* DOCUMENT PASSAGE

* * *

References – Part 2: Metropolis
29: New Rome
My understanding of the history of Istanbul (Constantinople), and the Byzantine and Ottoman empires, is largely drawn from John Julius Norwich’s three books about the Byzantine Empire (The Early Centuries, The Apogee, The Decline and Fall), Steven Runciman’s three-part History of the Crusades and Jason Goodwin’s Lords of the Horizons.
Regarding Dioletian and cabbages: Dioletian was from Dalatia (modern Croatia); he became Roman Emperor in 284 CE; instituted the ‘Tetrarchy’ system where the Empire was ruled by two emperors (each with their own co-emperor); oversaw the last Roman persecution of the Christians; and was the only Roman emperor to voluntarily abdicate the position. Diocletian retired to his palace on the Dalmatian coast, where he tended to his vegetable gardens. That palace became the core of the modern-day city of Split.
On being asked to return to the throne, as the Empire later fell towards chaos, he is quoted as saying:
If you could show the cabbage that I planted with my own hands to your emperor, he definitely wouldn’t dare suggest that I replace the peace and happiness of this place with the storms of a never-satisfied greed.

* * *

Extracted records
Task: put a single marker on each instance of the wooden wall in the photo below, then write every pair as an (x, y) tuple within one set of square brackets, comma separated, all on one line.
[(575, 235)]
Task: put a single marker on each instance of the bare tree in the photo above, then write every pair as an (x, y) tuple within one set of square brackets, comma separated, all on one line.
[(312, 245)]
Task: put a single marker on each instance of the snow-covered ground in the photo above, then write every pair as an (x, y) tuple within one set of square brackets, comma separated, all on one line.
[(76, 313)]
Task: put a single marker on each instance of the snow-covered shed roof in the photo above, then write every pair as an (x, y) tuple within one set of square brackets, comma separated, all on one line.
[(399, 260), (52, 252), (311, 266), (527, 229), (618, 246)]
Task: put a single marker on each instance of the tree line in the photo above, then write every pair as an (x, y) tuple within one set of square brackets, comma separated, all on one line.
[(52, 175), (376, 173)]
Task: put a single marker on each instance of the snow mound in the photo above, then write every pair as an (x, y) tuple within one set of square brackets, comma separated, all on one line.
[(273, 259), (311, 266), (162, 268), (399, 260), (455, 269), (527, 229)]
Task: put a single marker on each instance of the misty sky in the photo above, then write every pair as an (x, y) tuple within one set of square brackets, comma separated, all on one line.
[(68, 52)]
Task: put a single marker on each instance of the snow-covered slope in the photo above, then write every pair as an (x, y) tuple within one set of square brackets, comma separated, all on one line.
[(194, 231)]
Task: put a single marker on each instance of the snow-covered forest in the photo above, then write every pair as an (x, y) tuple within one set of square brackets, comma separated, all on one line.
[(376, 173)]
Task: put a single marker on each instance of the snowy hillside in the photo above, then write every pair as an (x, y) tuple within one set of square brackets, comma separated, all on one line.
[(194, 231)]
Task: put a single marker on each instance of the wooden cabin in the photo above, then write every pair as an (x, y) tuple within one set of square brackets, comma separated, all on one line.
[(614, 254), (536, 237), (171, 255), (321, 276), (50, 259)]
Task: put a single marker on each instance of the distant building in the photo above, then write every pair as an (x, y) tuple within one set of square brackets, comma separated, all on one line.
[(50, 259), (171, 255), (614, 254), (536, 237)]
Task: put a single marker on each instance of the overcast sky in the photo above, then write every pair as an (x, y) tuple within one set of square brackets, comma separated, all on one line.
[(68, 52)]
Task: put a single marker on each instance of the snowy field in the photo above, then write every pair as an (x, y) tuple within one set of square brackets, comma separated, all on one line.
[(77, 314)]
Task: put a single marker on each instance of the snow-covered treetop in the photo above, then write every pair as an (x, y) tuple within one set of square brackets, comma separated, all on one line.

* * *

* TASK SET
**1)** In the references passage, rewrite the text that begins at the words "References – Part" and stops after "city of Split.", substituting "Hrvatska" for "Croatia".
**2)** According to the references passage, which modern-day city grew up around the palace where Diocletian retired?

* TASK SOLUTIONS
**1)**
References – Part 2: Metropolis
29: New Rome
My understanding of the history of Istanbul (Constantinople), and the Byzantine and Ottoman empires, is largely drawn from John Julius Norwich’s three books about the Byzantine Empire (The Early Centuries, The Apogee, The Decline and Fall), Steven Runciman’s three-part History of the Crusades and Jason Goodwin’s Lords of the Horizons.
Regarding Dioletian and cabbages: Dioletian was from Dalatia (modern Hrvatska); he became Roman Emperor in 284 CE; instituted the ‘Tetrarchy’ system where the Empire was ruled by two emperors (each with their own co-emperor); oversaw the last Roman persecution of the Christians; and was the only Roman emperor to voluntarily abdicate the position. Diocletian retired to his palace on the Dalmatian coast, where he tended to his vegetable gardens. That palace became the core of the modern-day city of Split.

**2)** Split